## Text section
##############################
Exponential Moving Average by time interval [duplicate]

I have a range of dates and a measurement on each of those dates. I'd like to calculate an exponential moving average for each of the dates. Does anybody know how to do this?
I'm new to python. It doesn't appear that averages are built into the standard python library, which strikes me as a little odd. Maybe I'm not looking in the right place.
So, given the following code, how could I calculate the moving weighted average of IQ points for calendar dates?
from datetime import date
days = [date(2008,1,1), date(2008,1,2), date(2008,1,7)]
IQ = [110, 105, 90]
(there's probably a better way to structure the data, any advice would be appreciated)
EDIT:
It seems that mov_average_expw() function from scikits.timeseries.lib.moving_funcs submodule from SciKits (add-on toolkits that complement SciPy) better suits the wording of your question.
To calculate an exponential smoothing of your data with a smoothing factor alpha (it is (1 - alpha) in Wikipedia's terms):
>>> alpha = 0.5
>>> assert 0 < alpha <= 1.0
>>> av = sum(alpha**n.days * iq
... for n, iq in map(lambda (day, iq), today=max(days): (today-day, iq),
... sorted(zip(days, IQ), key=lambda p: p[0], reverse=True)))
95.0
The above is not pretty, so let's refactor it a bit:
from collections import namedtuple
from operator import itemgetter
def smooth(iq_data, alpha=1, today=None):
"""Perform exponential smoothing with factor `alpha`.
Time period is a day.
Each time period the value of `iq` drops `alpha` times.
The most recent data is the most valuable one.
"""
assert 0 < alpha <= 1
if alpha == 1: # no smoothing
return sum(map(itemgetter(1), iq_data))
if today is None:
today = max(map(itemgetter(0), iq_data))
return sum(alpha**((today - date).days) * iq for date, iq in iq_data)
IQData = namedtuple("IQData", "date iq")
if __name__ == "__main__":
from datetime import date
days = [date(2008,1,1), date(2008,1,2), date(2008,1,7)]
IQ = [110, 105, 90]
iqdata = list(map(IQData, days, IQ))
print("\n".join(map(str, iqdata)))
print(smooth(iqdata, alpha=0.5))
Example:
$ python26 smooth.py
IQData(date=datetime.date(2008, 1, 1), iq=110)
IQData(date=datetime.date(2008, 1, 2), iq=105)
IQData(date=datetime.date(2008, 1, 7), iq=90)
95.0
I'm always calculating EMAs with Pandas:
Here is an example how to do it:
import pandas as pd
import numpy as np
def ema(values, period):
values = np.array(values)
return pd.ewma(values, span=period)[-1]
values = [9, 5, 10, 16, 5]
period = 5
print ema(values, period)
More infos about Pandas EWMA:
http://pandas.pydata.org/pandas-docs/stable/generated/pandas.ewma.html
I did a bit of googling and I found the following sample code (http://osdir.com/ml/python.matplotlib.general/2005-04/msg00044.html):
def ema(s, n):
"""
returns an n period exponential moving average for
the time series s
s is a list ordered from oldest (index 0) to most
recent (index -1)
n is an integer
returns a numeric array of the exponential
moving average
"""
s = array(s)
##############################
## Prompt 1
Name every module imported in the code of the forum thread on exponential moving averages.
## Prompt 2
Answer these questions from the forum thread on exponential moving averages.
(a) What default value does the smooth function give to alpha?
(b) What list is assigned to values in the Pandas example?
(c) In the docstring of the last ema function, how is the list s ordered?

## Listing
##############################
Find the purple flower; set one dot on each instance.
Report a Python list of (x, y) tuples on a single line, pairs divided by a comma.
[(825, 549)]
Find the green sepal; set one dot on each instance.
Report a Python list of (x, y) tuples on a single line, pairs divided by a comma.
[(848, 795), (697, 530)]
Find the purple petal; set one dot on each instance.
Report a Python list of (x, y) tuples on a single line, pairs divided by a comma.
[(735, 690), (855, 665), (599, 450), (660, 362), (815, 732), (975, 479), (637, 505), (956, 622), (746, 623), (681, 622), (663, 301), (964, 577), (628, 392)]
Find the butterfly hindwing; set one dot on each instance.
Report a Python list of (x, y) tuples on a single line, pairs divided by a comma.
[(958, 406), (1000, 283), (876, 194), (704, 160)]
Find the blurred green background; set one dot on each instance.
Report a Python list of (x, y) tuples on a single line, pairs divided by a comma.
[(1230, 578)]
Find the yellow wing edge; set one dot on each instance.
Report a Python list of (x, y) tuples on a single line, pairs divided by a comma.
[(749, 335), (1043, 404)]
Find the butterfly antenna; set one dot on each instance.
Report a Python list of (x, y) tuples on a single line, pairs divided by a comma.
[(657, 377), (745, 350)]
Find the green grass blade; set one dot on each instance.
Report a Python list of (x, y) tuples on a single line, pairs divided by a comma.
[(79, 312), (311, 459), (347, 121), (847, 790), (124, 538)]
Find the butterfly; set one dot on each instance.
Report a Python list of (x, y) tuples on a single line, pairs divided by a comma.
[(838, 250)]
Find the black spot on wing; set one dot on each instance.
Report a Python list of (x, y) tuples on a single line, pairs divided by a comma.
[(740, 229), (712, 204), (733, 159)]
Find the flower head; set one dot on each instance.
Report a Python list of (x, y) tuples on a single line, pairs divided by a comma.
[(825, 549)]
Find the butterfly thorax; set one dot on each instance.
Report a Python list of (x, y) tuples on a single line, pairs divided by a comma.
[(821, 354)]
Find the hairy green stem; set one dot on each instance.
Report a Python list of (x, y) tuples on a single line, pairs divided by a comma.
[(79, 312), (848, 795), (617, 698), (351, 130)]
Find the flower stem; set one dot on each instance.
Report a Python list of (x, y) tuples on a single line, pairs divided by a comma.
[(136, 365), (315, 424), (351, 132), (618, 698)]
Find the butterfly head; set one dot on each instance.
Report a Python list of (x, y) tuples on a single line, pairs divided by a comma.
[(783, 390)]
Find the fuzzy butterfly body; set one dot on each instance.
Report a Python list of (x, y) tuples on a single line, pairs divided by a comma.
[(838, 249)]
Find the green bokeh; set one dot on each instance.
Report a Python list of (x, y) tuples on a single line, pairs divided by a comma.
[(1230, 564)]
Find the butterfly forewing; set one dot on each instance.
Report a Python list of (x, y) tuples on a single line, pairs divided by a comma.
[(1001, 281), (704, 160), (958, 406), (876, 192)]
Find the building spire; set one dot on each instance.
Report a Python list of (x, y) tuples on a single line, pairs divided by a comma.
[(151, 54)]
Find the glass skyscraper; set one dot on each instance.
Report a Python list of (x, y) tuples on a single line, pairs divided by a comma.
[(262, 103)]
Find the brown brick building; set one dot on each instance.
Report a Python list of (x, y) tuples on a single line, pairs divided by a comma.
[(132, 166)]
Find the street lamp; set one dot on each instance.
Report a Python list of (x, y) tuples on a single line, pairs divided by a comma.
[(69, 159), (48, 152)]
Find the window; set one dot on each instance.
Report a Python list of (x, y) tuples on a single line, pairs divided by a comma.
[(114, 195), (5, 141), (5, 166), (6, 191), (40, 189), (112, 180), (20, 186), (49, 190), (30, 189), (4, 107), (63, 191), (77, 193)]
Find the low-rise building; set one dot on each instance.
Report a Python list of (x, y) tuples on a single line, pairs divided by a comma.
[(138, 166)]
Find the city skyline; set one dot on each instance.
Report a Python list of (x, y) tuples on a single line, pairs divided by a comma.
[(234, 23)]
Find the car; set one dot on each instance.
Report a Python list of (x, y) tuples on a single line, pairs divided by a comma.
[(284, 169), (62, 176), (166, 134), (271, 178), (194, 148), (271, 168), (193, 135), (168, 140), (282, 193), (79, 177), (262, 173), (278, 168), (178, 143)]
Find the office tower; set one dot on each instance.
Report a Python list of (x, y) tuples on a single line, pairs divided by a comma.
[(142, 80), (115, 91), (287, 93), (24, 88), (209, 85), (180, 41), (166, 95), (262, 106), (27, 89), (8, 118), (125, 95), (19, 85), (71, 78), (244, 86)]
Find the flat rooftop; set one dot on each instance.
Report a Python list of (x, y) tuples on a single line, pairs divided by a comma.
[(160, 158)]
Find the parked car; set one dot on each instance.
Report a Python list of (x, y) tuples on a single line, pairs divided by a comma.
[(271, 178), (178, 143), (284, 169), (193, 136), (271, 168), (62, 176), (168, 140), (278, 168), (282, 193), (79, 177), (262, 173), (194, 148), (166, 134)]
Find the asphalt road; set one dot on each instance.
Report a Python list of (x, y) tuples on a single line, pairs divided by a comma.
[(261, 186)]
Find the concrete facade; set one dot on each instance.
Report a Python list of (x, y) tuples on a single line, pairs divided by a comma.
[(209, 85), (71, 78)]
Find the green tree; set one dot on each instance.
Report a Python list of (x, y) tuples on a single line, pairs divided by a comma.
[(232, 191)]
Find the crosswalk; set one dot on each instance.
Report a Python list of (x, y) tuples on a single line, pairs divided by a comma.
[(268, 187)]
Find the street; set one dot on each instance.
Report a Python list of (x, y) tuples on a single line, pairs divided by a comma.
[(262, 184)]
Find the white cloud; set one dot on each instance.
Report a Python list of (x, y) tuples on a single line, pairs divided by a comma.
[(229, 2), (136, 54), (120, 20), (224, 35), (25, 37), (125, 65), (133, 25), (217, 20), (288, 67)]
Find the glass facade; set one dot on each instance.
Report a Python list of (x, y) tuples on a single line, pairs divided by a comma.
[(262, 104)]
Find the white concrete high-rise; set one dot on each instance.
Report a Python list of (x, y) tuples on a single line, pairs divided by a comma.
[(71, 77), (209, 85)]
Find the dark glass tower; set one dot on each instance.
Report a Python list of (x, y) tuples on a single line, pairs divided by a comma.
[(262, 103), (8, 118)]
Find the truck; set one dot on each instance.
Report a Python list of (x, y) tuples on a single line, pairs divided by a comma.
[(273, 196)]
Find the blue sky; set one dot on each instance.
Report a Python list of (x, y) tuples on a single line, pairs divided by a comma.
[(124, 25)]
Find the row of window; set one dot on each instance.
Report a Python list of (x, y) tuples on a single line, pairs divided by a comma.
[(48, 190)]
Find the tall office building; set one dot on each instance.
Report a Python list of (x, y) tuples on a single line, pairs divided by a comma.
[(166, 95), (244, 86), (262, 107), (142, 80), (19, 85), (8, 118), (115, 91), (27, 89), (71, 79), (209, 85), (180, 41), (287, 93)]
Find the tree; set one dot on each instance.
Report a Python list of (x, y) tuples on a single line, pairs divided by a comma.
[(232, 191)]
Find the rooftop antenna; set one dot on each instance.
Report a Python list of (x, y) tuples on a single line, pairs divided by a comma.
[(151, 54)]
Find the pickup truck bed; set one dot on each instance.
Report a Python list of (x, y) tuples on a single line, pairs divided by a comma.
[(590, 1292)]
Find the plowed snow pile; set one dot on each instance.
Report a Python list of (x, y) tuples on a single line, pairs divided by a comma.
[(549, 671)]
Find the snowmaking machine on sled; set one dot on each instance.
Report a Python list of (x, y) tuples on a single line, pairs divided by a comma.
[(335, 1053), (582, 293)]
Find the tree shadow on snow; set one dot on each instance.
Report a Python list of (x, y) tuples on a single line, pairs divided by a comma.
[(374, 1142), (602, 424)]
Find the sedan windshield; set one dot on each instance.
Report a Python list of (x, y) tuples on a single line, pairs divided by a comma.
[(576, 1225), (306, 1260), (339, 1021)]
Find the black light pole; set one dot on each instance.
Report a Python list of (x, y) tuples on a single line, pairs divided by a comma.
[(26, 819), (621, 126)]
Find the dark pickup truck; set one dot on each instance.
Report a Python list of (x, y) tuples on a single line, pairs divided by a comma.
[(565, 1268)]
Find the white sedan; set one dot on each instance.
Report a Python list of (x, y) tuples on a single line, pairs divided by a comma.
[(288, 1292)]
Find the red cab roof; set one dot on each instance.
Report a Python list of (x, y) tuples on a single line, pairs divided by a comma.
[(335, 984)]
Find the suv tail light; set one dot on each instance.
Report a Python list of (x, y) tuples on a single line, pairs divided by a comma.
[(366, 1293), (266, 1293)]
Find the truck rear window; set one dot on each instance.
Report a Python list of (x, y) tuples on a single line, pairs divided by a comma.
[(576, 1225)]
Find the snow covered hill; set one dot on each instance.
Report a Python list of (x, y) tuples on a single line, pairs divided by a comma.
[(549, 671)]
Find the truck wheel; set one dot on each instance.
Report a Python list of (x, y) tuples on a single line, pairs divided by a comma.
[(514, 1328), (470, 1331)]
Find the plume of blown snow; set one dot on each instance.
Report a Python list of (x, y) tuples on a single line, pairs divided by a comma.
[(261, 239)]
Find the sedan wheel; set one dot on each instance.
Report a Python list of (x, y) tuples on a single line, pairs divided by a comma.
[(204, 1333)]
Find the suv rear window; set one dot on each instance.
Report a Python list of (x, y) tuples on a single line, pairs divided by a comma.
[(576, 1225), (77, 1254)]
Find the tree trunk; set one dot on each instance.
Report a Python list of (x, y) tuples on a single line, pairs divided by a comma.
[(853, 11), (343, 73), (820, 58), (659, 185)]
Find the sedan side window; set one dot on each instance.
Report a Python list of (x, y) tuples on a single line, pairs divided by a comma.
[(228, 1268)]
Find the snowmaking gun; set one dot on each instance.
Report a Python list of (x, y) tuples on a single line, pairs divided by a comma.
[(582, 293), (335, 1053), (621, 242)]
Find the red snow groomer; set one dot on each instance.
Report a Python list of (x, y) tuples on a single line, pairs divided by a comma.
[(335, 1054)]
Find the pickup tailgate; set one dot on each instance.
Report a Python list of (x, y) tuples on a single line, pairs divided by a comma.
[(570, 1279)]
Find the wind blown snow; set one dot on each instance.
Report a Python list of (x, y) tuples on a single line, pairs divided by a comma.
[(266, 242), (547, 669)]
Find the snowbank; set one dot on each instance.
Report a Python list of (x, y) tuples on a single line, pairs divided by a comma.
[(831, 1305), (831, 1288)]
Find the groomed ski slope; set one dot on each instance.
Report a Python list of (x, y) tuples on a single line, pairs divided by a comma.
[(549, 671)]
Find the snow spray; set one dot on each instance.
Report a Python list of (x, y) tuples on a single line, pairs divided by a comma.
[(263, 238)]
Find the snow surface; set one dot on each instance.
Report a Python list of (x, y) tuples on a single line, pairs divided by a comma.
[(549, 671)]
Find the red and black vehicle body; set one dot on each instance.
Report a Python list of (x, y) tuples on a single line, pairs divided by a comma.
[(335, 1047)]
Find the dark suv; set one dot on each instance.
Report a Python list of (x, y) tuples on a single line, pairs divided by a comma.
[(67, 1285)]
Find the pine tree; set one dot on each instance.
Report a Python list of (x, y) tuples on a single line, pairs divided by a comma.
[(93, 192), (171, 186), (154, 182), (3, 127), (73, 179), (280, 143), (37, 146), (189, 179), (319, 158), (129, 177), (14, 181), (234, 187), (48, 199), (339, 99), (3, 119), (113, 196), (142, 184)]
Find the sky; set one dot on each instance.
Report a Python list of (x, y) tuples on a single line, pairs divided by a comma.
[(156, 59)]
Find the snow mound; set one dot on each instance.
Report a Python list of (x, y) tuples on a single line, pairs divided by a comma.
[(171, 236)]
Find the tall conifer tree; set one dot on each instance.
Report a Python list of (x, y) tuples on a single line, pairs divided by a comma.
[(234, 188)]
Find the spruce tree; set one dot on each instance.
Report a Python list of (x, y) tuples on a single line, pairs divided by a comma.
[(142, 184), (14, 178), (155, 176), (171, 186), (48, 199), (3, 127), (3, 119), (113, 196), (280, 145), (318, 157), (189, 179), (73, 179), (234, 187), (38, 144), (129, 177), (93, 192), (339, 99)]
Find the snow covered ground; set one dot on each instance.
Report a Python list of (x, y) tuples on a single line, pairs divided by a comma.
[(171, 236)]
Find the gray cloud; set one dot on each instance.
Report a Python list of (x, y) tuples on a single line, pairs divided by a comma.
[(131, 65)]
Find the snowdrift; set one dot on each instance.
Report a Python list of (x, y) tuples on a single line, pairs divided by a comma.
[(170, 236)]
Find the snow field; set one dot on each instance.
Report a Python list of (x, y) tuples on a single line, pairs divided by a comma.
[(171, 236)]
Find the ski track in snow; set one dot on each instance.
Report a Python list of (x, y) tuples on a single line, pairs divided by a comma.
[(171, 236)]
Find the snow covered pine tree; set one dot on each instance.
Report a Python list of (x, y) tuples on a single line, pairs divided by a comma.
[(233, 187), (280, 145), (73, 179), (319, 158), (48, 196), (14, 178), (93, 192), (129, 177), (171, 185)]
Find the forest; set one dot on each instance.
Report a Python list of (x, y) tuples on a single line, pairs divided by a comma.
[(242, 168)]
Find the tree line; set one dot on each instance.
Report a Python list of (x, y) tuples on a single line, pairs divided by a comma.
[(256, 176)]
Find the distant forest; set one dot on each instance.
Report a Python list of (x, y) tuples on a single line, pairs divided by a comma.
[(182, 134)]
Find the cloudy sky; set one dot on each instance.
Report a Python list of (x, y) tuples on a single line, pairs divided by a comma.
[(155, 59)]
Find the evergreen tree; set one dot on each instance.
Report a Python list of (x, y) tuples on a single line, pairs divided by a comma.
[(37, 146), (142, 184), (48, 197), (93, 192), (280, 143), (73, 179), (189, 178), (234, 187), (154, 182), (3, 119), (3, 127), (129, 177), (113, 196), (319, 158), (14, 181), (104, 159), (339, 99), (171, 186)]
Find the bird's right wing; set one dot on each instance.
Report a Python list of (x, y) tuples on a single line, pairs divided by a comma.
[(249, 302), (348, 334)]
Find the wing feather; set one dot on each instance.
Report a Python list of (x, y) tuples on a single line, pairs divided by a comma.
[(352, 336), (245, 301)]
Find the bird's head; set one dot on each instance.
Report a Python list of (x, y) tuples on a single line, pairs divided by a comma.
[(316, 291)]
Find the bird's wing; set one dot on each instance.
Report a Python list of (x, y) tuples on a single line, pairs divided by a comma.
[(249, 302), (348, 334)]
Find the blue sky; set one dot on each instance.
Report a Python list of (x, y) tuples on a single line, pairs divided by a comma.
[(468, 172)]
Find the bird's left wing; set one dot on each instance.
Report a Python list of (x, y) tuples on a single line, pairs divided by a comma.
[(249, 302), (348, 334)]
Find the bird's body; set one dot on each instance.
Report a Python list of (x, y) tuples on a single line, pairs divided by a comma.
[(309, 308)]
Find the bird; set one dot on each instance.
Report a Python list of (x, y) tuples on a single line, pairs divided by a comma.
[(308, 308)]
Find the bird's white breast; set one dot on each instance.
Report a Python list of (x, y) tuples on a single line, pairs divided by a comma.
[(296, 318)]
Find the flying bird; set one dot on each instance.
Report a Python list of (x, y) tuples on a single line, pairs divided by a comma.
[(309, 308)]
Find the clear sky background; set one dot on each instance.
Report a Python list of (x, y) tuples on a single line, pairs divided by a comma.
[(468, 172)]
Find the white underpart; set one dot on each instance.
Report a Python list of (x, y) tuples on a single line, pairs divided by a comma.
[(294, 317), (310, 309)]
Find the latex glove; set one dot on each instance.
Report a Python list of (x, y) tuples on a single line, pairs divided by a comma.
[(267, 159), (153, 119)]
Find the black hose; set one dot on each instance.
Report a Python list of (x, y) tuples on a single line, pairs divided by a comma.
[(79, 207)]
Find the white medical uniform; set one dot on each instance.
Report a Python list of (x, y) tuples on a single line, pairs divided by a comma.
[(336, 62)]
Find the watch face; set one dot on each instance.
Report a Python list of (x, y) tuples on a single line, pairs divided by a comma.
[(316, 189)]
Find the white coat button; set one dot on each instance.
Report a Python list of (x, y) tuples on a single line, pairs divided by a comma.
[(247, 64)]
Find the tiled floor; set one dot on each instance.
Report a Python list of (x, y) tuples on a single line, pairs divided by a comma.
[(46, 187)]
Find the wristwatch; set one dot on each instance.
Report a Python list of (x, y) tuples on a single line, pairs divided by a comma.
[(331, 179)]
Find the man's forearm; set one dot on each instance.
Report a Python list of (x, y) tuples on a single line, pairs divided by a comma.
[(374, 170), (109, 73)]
##############################
## Exercise solution 1
datetime, collections, operator, pandas, numpy

## Exercise solution 2
(a) 1
(b) [9, 5, 10, 16, 5]
(c) From oldest (index 0) to most recent (index -1).